## Excerpt from the dataset
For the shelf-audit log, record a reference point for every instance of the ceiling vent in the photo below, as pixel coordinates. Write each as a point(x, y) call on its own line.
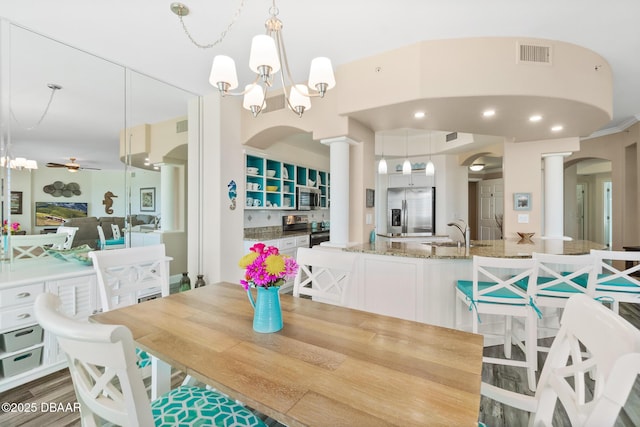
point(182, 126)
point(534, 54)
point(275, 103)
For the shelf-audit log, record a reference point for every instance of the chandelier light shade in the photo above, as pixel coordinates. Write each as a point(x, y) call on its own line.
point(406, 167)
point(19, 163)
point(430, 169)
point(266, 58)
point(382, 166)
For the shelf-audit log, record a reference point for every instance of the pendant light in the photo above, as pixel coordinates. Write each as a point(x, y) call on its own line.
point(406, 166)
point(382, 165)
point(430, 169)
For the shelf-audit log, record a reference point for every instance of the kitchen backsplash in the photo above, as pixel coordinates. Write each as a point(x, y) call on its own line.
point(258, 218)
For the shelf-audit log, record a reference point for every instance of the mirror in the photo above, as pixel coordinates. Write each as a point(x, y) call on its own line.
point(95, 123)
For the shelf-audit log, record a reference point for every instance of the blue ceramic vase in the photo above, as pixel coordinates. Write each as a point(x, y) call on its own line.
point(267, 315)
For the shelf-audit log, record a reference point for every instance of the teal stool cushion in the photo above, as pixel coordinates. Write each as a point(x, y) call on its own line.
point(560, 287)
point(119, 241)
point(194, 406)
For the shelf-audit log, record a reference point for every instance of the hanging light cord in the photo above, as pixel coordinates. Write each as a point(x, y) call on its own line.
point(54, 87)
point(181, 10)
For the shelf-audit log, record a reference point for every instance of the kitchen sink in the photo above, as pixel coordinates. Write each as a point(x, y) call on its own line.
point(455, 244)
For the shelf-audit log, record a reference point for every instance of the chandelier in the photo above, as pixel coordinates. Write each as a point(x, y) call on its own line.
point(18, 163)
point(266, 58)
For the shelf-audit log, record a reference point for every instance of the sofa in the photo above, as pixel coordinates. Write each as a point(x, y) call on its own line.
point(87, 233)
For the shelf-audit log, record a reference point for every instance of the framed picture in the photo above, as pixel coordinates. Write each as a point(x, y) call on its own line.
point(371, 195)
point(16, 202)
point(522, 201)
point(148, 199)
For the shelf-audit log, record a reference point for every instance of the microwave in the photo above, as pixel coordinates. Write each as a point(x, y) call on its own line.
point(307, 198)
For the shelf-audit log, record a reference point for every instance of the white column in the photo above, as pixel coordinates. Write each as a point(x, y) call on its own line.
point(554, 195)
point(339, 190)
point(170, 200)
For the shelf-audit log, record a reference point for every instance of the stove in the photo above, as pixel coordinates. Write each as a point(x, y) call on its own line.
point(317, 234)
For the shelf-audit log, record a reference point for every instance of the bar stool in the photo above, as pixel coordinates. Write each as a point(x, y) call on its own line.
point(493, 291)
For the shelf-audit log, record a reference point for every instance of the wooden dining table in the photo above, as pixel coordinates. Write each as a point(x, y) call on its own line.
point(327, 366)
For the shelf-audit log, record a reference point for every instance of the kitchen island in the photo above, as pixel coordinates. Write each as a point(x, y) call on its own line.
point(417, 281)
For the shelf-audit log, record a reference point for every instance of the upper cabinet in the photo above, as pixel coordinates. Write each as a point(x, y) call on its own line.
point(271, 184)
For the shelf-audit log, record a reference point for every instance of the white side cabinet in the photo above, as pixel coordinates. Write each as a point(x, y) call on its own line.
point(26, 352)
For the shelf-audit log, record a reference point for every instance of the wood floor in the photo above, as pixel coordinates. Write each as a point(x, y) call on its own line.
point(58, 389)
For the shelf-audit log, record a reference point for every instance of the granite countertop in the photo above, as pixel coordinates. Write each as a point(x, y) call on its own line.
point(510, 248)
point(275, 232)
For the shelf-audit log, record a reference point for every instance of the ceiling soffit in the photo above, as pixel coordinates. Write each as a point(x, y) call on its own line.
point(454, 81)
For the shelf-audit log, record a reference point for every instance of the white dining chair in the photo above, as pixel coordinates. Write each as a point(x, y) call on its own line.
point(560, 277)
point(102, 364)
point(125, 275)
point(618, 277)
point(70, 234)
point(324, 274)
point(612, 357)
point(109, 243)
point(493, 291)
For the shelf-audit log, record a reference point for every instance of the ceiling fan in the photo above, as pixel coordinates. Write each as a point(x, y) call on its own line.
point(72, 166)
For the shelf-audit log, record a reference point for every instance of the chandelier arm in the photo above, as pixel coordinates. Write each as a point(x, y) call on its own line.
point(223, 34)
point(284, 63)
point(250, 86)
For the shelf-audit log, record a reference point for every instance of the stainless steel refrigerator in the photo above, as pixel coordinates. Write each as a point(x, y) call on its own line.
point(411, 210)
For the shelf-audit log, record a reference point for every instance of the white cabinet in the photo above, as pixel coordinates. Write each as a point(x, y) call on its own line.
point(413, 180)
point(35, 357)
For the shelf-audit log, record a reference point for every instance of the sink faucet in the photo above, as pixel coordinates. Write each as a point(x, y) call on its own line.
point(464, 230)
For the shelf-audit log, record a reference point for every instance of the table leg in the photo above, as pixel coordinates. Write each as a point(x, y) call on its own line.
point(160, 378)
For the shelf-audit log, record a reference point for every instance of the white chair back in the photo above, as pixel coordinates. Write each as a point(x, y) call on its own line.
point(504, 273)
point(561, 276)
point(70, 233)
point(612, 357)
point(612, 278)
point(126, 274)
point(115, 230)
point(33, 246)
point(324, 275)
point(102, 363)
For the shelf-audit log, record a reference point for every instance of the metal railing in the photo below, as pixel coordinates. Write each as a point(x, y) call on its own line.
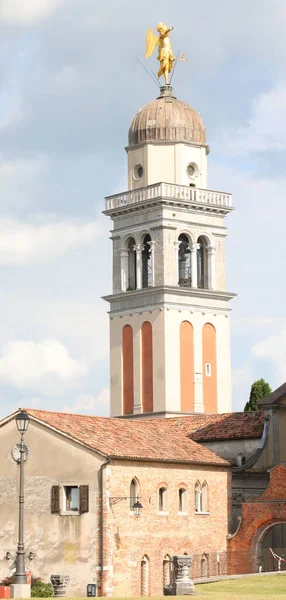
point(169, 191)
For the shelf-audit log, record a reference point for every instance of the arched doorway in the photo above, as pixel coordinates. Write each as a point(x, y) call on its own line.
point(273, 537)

## What is expected
Please print every row of the dataset excerpt above word for word, leaving out the pictures.

## Task result
For the shelf-audit log, record a reference point for every instance of the ceiling vent in the photo below, as pixel coordinates. Write each as a point(x, y) call on its own line.
point(182, 126)
point(534, 54)
point(275, 103)
For the shelf-audit log, record a reference point for every instance of the chandelier light shade in the photo above, as pixel coordinates. Write each as a point(x, y) call on its own line.
point(406, 167)
point(19, 163)
point(430, 169)
point(266, 58)
point(382, 166)
For the shelf-audit log, record a reference point for every instance of the pendant light in the photo above, as pixel coordinates. Write each as a point(x, y) call on its own line.
point(406, 166)
point(382, 165)
point(430, 169)
For the shelf-audit log, record a reference point for every instance of the kitchen backsplash in the photo above, as pixel coordinates. Write each as a point(x, y) call on its own line.
point(258, 218)
For the shelf-audit log, record a reference point for every instance of the mirror in the photo above, as pixel coordinates. Write each as a point(x, y) call on its own line.
point(95, 123)
For the shelf-audit log, record a reference point for every instance of the blue ceramic vase in the photo above, as pixel coordinates. Write each as a point(x, y) call on its own line.
point(267, 315)
For the shelf-audit log, record a reference point for every instance of the teal stool cushion in the photo above, as pixel coordinates. Write each as a point(x, y) call on its own line.
point(560, 287)
point(119, 241)
point(194, 406)
For the shelf-audit log, record a reference point for every instance of the hanging light cord in the photo above, as pixel coordinates. Write each as a point(x, y) call on its own line.
point(54, 87)
point(181, 10)
For the shelf-audit log, record a reference point for every instance of the kitchen sink in the photo above, as pixel coordinates. Write each as a point(x, y) call on its own line.
point(455, 244)
For the shelf-audit log, record a reference point for every instance of the chandelier in the photo above, as pixel coordinates. Write each as a point(x, y) call on its own line.
point(18, 163)
point(266, 58)
For the shelf-audit log, record a reference point for every instance of the sofa in the photo above, as pixel coordinates. Write each as a point(x, y) call on its own line.
point(87, 233)
For the shelf-audit log, record a reference point for every instance of the framed picture in the photo above, as pixel coordinates. Write each as a point(x, y) call on its own line.
point(371, 195)
point(16, 202)
point(522, 201)
point(148, 199)
For the shelf-audit log, record a reference point for every instance of the microwave in the photo above, as pixel coordinates. Write each as a point(x, y) call on its own line.
point(307, 198)
For the shelf-audit log, record a reference point for every instance of the white column in the photo above, as pixel coordinates. Write each as a point(x, y) call on its own line.
point(554, 195)
point(339, 190)
point(170, 200)
For the shelf-audit log, record a reference point for every instance of the stove in the photo above, as pixel coordinates. Write each as a point(x, y) call on its own line.
point(317, 234)
For the shelf-audit log, record a reference point for every instance of the bar stool in the photo above, as pixel coordinates. Write each as a point(x, y) call on its own line.
point(493, 291)
For the shelf-audit log, record a reference point for every instance of the wooden dining table in the photo above, as pixel coordinates. Write each as a point(x, y) call on its own line.
point(327, 366)
For the shelf-audit log, record a reference point for every instance of the kitchen island in the photo above, as pixel coordinates. Write each as a point(x, y) call on its own line.
point(417, 281)
For the shelf-audit log, record a reference point for every instance of the upper cabinet in the photo above, as pixel coordinates. Write each as a point(x, y) call on its own line.
point(271, 184)
For the shelf-audit log, record a reference point for every instance of the white side cabinet in the photo above, as pixel coordinates. Write each as a point(x, y) call on its own line.
point(26, 352)
For the shelf-audit log, record a reference point for every instance of the wood floor in the photo above, as pixel coordinates. Write each as a point(x, y) call on its own line.
point(58, 389)
For the shelf-audit log, record a reference point for every instance of the granite countertop in the photo above, as pixel coordinates. Write each as a point(x, y) call on its own line.
point(510, 248)
point(275, 232)
For the shelf-audit log, record a reference point for every instance of the ceiling soffit in the photo above, as pixel coordinates. Write each as a point(x, y) call on its own line.
point(454, 81)
For the shelf-audit log, record a reference point for every instance of the white dining chair in the photo above, as pixel coordinates. Write each as a point(x, y) call on its own line.
point(560, 277)
point(102, 364)
point(125, 275)
point(618, 277)
point(70, 234)
point(324, 274)
point(612, 357)
point(109, 243)
point(493, 291)
For the shelf-audit log, record a reference point for every instance of the ceiling fan in the photo above, as pixel coordinates. Write each as a point(x, y) call on its own line.
point(72, 166)
For the shelf-audit log, record a reference point for every instance of the chandelier arm in the photo above, as pixel coordinates. Write each as a point(x, y) call on its own line.
point(223, 34)
point(284, 63)
point(250, 86)
For the shelf-audit log, record a reference point for every instance of the stainless steel refrigerator in the photo above, as pixel coordinates. Write each as a point(x, y) call on its own line.
point(411, 210)
For the shelf-audit log, record a reference point for every instance of the white cabinet in the photo above, as pixel coordinates. Write each as a point(x, y) call on its own line.
point(413, 180)
point(35, 357)
For the shelf-audit log, record a reference point for every instance of the sink faucet in the photo above, as pixel coordinates. Write each as a point(x, y) call on its own line.
point(464, 230)
For the shelf-audit log, record a reference point for every instance of the table leg in the photo above, as pixel coordinates. Write each as a point(x, y) call on its own line.
point(160, 378)
For the shelf-audit log, record a reference point for every instance of the white chair back in the photo above, as pixel coordinates. Write each as a point(x, y) call on its own line.
point(504, 273)
point(561, 276)
point(70, 233)
point(612, 357)
point(612, 278)
point(126, 274)
point(115, 230)
point(33, 246)
point(324, 275)
point(102, 363)
For the shelf-audit log, record a reference point for every instance of the metal railing in the photo below, as pixel coordinates. Write each as a point(x, y) call on its own line.
point(169, 191)
For the shelf-audit log, record a reference point for every instance of the arched doorway in the photo above, as pixel coordinates. Write each as a point(x, y) call on its own line.
point(273, 537)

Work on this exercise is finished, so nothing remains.